* Start RECORDS PROVIDED *

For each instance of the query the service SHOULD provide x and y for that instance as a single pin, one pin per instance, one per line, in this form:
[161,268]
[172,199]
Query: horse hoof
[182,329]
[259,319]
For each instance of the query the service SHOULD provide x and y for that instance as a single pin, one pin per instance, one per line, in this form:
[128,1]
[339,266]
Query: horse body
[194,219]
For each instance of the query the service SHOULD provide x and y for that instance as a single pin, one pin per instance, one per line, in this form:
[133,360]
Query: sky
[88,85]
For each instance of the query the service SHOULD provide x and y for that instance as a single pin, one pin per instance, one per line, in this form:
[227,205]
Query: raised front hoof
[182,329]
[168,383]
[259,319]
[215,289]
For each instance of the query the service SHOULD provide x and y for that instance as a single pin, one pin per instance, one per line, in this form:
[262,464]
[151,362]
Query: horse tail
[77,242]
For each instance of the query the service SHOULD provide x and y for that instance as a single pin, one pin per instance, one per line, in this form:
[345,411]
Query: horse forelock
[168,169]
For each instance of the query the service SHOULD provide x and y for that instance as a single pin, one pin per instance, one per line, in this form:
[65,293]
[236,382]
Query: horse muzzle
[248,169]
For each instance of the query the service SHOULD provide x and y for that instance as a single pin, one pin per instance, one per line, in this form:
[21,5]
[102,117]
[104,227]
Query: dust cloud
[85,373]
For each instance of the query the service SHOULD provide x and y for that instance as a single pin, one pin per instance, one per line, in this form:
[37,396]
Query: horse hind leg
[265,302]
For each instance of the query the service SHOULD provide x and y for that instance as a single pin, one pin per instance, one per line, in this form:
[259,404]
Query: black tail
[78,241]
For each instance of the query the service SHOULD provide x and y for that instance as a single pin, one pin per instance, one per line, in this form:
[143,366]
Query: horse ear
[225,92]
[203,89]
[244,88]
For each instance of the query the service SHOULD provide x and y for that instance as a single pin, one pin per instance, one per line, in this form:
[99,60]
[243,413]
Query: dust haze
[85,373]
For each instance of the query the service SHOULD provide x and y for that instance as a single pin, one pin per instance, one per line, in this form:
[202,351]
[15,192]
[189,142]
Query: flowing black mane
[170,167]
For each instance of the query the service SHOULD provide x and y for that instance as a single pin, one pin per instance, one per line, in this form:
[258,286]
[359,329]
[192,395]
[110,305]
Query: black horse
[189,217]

* End RECORDS PROVIDED *

• REQUIRED TASK: Return all of the entries exactly as they were supplied.

• WRITTEN RESPONSE:
For each instance of the query the service SHOULD provide x and y for that instance as a single pin, one pin per instance, one per line, in this form:
[161,268]
[172,199]
Query: horse hoof
[182,329]
[259,319]
For each instance of the query the service SHOULD provide x and y for that instance as a single pin, one pin per instance, one per line, in this form:
[128,1]
[339,266]
Query: horse body
[194,219]
For each instance of the query the service SHOULD provide x and y for that instance as a single pin, one pin per instance, one per line, in this form:
[133,360]
Query: sky
[88,85]
For each instance of the query the service SHOULD provide x and y for that instance as a single pin, one pin per instance, one per line, in this form:
[227,205]
Query: raised front hoof
[182,329]
[168,383]
[259,319]
[215,289]
For each instance of the query the service SHOULD provide x and y for that instance as a single pin, one pin per instance, one per line, in this form:
[262,464]
[151,362]
Query: horse tail
[77,242]
For each instance of the query the service SHOULD provide x and y for that instance as a single pin, one pin per instance, one per line, in this form:
[345,411]
Query: horse forelock
[168,169]
For each instance of the query the service SHOULD provide x and y for that instance as a single pin, one pin per instance, one per line, in this form:
[65,293]
[236,382]
Query: horse muzzle
[248,169]
For each instance of the query the service SHOULD provide x and y for that instance as a single pin, one pin per instance, one per line, in this form:
[21,5]
[102,117]
[104,227]
Query: dust cloud
[85,373]
For each instance of the query the service SHOULD provide x and y for that instance as a single pin, one pin per instance, one per line, in this form:
[37,396]
Query: horse hind leg
[265,302]
For each instance of the query the service SHOULD provide x and y for that instance as a single pin, one pin per instance, one per line, in this form:
[259,404]
Query: black tail
[78,241]
For each instance of the query the service SHOULD provide x and y for that instance as a single pin, one pin per instance, one per line, in this form:
[143,366]
Query: horse ear
[225,92]
[203,89]
[244,88]
For each instance of the query the service SHOULD provide x and y for that instance as a single pin, one pin per instance, one per line, in this form:
[99,60]
[243,413]
Query: dust haze
[85,373]
For each instance of the query the service SHOULD provide x and y for that instance as a single pin, one pin per instance, one per line, in this form:
[202,351]
[15,192]
[189,142]
Query: flowing black mane
[170,167]
For each instance of the query the service SHOULD provide x and y for that instance as a single pin, one pin per instance, one per line, in this form:
[258,286]
[359,329]
[192,395]
[110,305]
Query: black horse
[189,217]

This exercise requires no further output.